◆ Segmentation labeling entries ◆
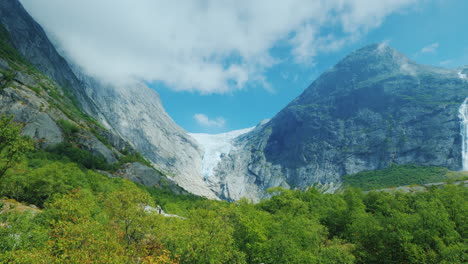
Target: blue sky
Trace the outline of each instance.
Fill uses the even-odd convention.
[[[376,42],[418,63],[468,64],[465,0],[21,2],[68,58],[107,81],[145,82],[189,132],[271,118]]]
[[[315,65],[281,63],[266,74],[273,92],[248,86],[231,94],[201,96],[193,92],[173,92],[161,84],[151,85],[161,95],[171,117],[191,132],[223,132],[255,126],[273,117],[323,71],[362,46],[388,41],[389,45],[422,64],[441,67],[468,65],[468,1],[427,3],[401,14],[393,14],[365,37],[342,49],[320,54]],[[435,45],[433,45],[435,44]],[[432,45],[432,46],[431,46]],[[434,47],[426,49],[425,47]],[[281,50],[279,51],[281,52]],[[226,120],[222,127],[199,124],[193,113]]]

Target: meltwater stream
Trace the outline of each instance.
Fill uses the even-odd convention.
[[[468,98],[459,108],[460,134],[462,137],[462,170],[468,171]]]

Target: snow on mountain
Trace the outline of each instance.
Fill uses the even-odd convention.
[[[252,131],[254,127],[230,131],[221,134],[189,133],[204,151],[202,162],[202,175],[207,180],[213,176],[214,169],[224,155],[229,154],[234,147],[234,140],[243,134]]]
[[[468,80],[468,76],[466,76],[466,74],[463,74],[461,72],[458,72],[458,77],[460,77],[460,79],[463,79],[463,80]]]

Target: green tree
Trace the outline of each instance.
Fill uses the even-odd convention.
[[[25,152],[34,149],[31,139],[21,135],[21,129],[12,116],[0,116],[0,179]]]

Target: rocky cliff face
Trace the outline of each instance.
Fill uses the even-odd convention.
[[[135,148],[150,149],[161,153],[160,156],[178,160],[173,156],[177,155],[174,153],[180,148],[174,147],[167,154],[167,148],[159,147],[163,143],[157,147],[151,145],[159,140],[166,145],[173,141],[179,146],[182,143],[177,143],[185,142],[185,138],[183,130],[170,123],[172,120],[164,112],[157,95],[148,92],[149,88],[144,88],[146,90],[138,85],[116,90],[115,87],[88,82],[85,77],[78,79],[42,28],[17,0],[0,2],[0,114],[13,115],[15,121],[23,123],[23,134],[31,136],[39,146],[48,148],[66,142],[109,164],[119,162],[126,154],[134,155]],[[99,100],[99,104],[94,99]],[[153,112],[138,111],[142,108]],[[101,121],[108,129],[104,129],[86,113]],[[124,114],[126,117],[121,118]],[[154,116],[160,118],[155,119]],[[169,121],[164,123],[165,119]],[[154,130],[151,133],[138,126],[143,123],[154,128],[148,125],[153,121],[158,122],[156,128],[166,129],[165,133]],[[174,132],[176,129],[179,129],[178,134]],[[142,142],[138,136],[129,136],[142,133],[147,141]],[[135,141],[129,141],[129,144],[122,139],[124,136],[135,138]],[[159,157],[158,154],[147,156],[151,159]],[[154,163],[161,160],[152,159]],[[126,164],[117,175],[141,184],[156,187],[164,185],[185,193],[167,175],[141,163]]]
[[[418,65],[384,44],[350,54],[237,140],[218,168],[223,197],[258,199],[273,186],[329,185],[392,163],[460,169],[463,74]],[[245,190],[232,193],[239,183]]]
[[[392,163],[462,168],[466,67],[418,65],[386,45],[371,45],[323,73],[273,119],[237,137],[194,135],[197,143],[143,83],[106,84],[72,69],[17,0],[0,2],[0,24],[10,33],[6,41],[51,79],[0,56],[0,113],[15,115],[23,133],[44,147],[72,141],[110,163],[135,148],[172,175],[136,162],[117,172],[142,184],[168,181],[177,189],[173,179],[210,198],[258,200],[275,186],[333,189],[342,175]],[[107,130],[81,115],[73,98]],[[61,120],[79,127],[73,140]],[[211,144],[216,140],[221,145]]]
[[[203,151],[169,117],[159,95],[141,82],[121,85],[100,82],[74,67],[85,92],[97,105],[95,115],[108,128],[172,176],[191,193],[216,199],[202,174]]]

◆ Task details ◆
Can you write out the entries from the start through the line containing "[[[468,98],[459,108],[460,134],[462,137],[462,170],[468,171]]]", both ends included, scaling every polygon coordinate in the answers by 0.35 and rounding each to a whole number with halves going up? Leave all other lines as they are, and don't include the pictures.

◆ Response ◆
Target: blue sky
Trace the outline of each instance.
Fill uses the even-odd convention.
[[[132,15],[146,22],[164,22],[163,0],[7,1],[24,20],[37,28],[51,29],[66,46],[95,41]]]
[[[110,23],[98,22],[93,26],[96,32],[87,30],[81,33],[70,34],[68,32],[61,32],[56,29],[53,30],[56,33],[60,41],[67,46],[78,46],[89,44],[96,41],[113,25],[127,16],[136,14],[136,16],[148,22],[154,23],[164,23],[164,0],[149,1],[140,5],[138,5],[128,13],[120,17],[112,19]],[[152,16],[152,16],[152,15]],[[151,16],[151,16],[151,16]],[[152,16],[149,17],[149,16]],[[98,18],[98,18],[98,18]],[[79,42],[78,44],[70,43],[68,40]]]

Target: meltwater stream
Trace the outline of each instance.
Fill uses the even-odd convention.
[[[164,34],[161,38],[161,47],[162,48],[162,60],[164,60]]]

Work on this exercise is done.